- [ABOUT THIS EXERCISE] Using the listing that follows, filter out every line lacking the string "gray" and return the rest.

- [EXERCISE INPUT]
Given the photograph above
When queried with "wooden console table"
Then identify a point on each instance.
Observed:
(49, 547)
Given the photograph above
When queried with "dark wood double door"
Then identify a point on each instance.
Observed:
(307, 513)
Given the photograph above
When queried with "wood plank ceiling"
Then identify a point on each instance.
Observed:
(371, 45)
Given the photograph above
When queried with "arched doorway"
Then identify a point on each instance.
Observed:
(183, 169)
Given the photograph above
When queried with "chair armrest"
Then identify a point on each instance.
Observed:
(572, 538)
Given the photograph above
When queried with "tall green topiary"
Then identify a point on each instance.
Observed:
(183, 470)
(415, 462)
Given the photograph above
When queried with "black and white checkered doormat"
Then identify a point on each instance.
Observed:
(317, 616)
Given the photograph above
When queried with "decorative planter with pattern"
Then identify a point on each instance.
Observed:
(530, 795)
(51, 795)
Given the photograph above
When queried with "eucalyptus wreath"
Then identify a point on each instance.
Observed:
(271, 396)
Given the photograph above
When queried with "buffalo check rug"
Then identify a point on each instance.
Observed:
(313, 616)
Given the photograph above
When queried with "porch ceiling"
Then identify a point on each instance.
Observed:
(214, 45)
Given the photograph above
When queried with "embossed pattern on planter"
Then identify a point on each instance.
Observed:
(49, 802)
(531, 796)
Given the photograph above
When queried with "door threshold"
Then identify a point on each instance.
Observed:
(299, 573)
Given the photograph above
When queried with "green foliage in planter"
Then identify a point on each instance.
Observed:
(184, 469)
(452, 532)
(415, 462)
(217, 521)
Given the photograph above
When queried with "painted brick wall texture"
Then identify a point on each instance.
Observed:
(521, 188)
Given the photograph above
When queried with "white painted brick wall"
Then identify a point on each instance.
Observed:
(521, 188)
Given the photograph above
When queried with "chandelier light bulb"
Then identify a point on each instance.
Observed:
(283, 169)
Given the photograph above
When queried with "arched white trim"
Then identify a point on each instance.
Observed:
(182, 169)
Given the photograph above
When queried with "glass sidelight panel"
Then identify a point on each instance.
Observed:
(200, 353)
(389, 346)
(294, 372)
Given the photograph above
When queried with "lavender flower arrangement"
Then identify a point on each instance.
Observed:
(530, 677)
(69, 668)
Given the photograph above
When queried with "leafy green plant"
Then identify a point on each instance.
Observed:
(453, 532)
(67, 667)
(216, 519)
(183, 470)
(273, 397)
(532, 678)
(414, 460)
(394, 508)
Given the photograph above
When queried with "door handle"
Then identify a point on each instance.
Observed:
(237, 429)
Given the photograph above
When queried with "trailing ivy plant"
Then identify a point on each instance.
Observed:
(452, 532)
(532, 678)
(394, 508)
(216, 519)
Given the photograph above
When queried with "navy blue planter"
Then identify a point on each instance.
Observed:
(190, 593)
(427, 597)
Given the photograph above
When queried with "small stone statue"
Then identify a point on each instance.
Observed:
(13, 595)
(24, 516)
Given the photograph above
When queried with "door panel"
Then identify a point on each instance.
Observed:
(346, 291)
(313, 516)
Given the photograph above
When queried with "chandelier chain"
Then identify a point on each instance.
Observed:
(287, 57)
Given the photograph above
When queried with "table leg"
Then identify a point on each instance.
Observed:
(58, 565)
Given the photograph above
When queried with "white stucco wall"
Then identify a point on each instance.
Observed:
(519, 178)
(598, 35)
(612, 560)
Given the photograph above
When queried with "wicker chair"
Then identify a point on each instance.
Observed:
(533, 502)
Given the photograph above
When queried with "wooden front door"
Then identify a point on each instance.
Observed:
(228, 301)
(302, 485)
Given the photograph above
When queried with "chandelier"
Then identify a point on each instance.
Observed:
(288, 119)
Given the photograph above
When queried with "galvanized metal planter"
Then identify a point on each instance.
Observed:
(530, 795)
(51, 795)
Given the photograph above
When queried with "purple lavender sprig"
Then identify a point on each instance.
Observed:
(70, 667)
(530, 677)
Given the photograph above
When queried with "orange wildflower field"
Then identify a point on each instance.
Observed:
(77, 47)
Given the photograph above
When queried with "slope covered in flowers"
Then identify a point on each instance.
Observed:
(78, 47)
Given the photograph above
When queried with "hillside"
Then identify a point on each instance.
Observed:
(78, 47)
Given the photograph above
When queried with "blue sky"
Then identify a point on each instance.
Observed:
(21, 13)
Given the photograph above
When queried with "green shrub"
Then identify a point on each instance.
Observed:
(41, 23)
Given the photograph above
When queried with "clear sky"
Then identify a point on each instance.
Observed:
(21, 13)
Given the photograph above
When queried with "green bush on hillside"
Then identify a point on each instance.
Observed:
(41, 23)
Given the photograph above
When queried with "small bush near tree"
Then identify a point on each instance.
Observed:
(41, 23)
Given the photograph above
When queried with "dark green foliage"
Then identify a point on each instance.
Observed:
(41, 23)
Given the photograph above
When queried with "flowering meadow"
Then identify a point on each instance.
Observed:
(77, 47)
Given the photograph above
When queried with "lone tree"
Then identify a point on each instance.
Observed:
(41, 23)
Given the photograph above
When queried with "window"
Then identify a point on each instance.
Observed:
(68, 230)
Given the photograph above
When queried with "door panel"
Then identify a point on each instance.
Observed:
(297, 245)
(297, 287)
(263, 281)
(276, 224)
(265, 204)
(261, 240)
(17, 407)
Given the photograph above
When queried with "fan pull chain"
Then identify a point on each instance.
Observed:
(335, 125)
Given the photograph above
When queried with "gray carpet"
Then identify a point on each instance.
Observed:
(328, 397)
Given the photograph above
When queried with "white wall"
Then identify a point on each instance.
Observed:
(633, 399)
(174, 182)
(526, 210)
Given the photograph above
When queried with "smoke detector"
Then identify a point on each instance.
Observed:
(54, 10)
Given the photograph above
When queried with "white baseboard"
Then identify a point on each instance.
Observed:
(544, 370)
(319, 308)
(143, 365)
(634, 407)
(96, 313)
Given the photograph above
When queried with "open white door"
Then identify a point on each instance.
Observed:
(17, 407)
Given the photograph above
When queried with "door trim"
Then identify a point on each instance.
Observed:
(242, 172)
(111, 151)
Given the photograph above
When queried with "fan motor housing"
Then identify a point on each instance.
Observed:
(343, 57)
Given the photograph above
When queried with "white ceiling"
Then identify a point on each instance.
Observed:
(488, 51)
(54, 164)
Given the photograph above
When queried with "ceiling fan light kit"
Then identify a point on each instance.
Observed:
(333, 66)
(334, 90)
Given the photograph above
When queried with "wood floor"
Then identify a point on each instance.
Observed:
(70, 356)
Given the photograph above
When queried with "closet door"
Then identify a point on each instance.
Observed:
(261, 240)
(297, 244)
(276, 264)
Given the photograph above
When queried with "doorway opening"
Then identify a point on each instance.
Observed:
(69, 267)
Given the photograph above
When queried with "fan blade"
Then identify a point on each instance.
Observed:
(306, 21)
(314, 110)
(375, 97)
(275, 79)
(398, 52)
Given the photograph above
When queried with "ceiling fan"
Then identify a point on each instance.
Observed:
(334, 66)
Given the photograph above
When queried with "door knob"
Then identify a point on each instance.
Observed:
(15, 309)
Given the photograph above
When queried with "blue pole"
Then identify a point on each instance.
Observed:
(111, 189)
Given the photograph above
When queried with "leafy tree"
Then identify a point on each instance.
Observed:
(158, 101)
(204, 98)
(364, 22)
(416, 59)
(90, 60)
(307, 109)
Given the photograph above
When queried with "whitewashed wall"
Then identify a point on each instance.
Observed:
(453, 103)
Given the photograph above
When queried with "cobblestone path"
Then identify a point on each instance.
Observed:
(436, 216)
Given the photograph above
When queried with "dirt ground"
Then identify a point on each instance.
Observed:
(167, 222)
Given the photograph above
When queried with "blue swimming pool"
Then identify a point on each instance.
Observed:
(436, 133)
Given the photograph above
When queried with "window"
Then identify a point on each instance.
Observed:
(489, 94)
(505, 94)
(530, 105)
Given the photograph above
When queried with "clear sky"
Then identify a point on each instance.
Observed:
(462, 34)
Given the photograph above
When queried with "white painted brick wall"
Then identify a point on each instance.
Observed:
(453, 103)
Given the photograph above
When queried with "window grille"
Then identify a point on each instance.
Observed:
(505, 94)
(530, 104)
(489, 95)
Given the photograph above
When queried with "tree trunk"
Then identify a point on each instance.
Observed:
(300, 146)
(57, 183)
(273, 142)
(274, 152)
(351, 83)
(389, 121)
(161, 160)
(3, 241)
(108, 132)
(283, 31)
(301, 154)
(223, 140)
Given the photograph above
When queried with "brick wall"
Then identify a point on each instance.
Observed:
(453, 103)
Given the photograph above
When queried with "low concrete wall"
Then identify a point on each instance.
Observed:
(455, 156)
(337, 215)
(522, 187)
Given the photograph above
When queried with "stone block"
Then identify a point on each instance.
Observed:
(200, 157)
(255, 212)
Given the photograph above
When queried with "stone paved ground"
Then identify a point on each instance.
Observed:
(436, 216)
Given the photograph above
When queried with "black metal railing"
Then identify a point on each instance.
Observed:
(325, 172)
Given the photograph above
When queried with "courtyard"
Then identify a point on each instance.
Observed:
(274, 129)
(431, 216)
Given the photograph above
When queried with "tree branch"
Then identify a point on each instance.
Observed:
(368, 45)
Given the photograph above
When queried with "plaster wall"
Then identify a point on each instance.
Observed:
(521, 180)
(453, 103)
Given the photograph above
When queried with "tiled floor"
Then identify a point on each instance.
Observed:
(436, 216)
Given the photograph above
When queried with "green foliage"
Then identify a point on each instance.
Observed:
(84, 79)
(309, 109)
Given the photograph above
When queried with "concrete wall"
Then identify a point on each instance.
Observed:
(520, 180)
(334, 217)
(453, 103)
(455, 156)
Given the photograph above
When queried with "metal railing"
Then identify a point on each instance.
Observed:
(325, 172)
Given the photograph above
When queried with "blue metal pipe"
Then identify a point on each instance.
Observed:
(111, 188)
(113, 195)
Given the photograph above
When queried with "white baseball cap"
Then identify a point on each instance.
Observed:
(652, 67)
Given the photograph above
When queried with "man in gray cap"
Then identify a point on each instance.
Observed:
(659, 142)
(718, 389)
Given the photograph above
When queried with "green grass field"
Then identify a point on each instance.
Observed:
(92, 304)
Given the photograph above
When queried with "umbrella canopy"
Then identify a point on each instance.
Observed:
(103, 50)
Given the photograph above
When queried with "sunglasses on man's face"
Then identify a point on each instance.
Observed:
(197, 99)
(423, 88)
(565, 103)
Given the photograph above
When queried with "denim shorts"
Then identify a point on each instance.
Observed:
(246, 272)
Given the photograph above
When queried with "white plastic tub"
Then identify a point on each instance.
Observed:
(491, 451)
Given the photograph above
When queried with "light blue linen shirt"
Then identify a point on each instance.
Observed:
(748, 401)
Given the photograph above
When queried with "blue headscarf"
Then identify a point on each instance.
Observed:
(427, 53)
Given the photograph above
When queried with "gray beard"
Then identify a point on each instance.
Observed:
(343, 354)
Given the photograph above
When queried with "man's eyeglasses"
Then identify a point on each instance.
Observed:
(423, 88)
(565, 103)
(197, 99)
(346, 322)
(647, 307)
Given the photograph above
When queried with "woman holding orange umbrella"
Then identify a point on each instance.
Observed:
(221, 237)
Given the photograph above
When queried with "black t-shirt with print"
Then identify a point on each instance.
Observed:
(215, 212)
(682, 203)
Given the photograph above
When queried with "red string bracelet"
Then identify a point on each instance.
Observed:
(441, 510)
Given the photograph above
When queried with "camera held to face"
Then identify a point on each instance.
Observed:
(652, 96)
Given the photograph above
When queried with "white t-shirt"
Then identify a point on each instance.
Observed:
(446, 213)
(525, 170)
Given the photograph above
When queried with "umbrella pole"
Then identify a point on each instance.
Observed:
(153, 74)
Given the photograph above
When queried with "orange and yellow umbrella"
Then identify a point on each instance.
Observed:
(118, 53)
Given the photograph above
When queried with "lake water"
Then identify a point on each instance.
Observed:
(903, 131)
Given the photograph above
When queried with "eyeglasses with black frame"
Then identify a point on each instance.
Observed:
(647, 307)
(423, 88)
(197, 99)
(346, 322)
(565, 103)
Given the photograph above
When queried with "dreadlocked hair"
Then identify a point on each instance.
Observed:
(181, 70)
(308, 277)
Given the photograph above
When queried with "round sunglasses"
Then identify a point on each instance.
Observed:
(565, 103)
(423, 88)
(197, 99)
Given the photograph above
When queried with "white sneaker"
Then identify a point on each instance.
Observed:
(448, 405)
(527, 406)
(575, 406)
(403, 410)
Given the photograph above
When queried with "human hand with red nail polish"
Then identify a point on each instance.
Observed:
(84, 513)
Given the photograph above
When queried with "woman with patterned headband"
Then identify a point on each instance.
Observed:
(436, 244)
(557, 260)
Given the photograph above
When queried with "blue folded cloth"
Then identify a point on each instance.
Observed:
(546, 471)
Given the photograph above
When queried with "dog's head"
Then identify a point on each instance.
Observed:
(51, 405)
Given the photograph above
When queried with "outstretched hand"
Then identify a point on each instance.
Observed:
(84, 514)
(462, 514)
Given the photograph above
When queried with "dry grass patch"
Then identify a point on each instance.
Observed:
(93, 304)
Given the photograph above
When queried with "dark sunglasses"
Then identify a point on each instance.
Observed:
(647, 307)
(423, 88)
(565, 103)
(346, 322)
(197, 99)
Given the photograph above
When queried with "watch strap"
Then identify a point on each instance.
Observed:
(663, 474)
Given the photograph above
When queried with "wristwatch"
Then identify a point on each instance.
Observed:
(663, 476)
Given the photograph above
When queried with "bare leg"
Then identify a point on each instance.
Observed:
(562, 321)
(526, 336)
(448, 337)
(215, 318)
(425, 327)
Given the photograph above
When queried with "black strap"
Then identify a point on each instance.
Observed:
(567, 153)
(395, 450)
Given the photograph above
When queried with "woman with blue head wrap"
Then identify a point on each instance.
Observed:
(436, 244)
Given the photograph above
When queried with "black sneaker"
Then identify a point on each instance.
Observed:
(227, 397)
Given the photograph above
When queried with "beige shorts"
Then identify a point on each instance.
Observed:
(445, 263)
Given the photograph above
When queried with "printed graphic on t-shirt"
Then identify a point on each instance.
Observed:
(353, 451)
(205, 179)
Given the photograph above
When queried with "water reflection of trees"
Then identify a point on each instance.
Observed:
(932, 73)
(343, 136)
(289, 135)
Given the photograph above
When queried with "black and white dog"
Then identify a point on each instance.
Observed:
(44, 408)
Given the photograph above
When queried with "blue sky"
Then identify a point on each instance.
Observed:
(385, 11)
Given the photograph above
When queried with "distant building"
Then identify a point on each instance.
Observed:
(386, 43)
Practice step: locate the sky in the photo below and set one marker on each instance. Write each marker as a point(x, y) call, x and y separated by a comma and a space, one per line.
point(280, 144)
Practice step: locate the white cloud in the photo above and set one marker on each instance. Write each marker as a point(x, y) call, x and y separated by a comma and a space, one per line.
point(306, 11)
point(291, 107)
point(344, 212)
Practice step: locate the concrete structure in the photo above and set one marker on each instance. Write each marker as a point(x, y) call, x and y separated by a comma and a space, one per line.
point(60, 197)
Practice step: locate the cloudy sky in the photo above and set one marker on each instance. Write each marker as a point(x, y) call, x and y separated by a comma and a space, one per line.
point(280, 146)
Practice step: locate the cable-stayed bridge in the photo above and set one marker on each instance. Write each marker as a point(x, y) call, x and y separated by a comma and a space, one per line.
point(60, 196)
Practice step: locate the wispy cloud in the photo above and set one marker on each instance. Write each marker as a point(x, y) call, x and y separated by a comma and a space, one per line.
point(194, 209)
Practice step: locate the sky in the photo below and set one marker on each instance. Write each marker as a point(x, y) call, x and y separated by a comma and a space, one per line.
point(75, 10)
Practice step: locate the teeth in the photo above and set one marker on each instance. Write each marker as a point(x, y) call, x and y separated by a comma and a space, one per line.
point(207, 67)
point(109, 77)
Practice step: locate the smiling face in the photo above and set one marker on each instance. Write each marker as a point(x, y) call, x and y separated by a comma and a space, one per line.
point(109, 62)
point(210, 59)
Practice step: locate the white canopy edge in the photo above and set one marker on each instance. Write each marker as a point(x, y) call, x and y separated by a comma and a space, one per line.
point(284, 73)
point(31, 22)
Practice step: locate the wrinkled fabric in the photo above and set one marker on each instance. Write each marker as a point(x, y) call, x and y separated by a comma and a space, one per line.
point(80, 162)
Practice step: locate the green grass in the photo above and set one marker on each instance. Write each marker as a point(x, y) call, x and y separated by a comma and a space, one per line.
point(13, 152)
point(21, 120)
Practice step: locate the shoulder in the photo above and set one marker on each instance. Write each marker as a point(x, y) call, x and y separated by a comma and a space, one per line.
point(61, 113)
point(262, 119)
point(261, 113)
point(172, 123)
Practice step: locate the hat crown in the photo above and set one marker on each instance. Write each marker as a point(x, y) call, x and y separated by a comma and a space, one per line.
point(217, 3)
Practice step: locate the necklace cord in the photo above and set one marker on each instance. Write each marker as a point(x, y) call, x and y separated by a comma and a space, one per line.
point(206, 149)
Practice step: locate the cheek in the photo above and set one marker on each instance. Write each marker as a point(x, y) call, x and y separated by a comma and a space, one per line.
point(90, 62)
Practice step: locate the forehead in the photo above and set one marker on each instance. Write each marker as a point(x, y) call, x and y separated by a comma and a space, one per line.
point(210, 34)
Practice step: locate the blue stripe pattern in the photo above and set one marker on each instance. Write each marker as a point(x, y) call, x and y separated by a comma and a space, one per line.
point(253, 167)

- [EXERCISE RESULT]
When queried with "gray carpet"
When queried with "man in gray cap"
When queried with "gray beard"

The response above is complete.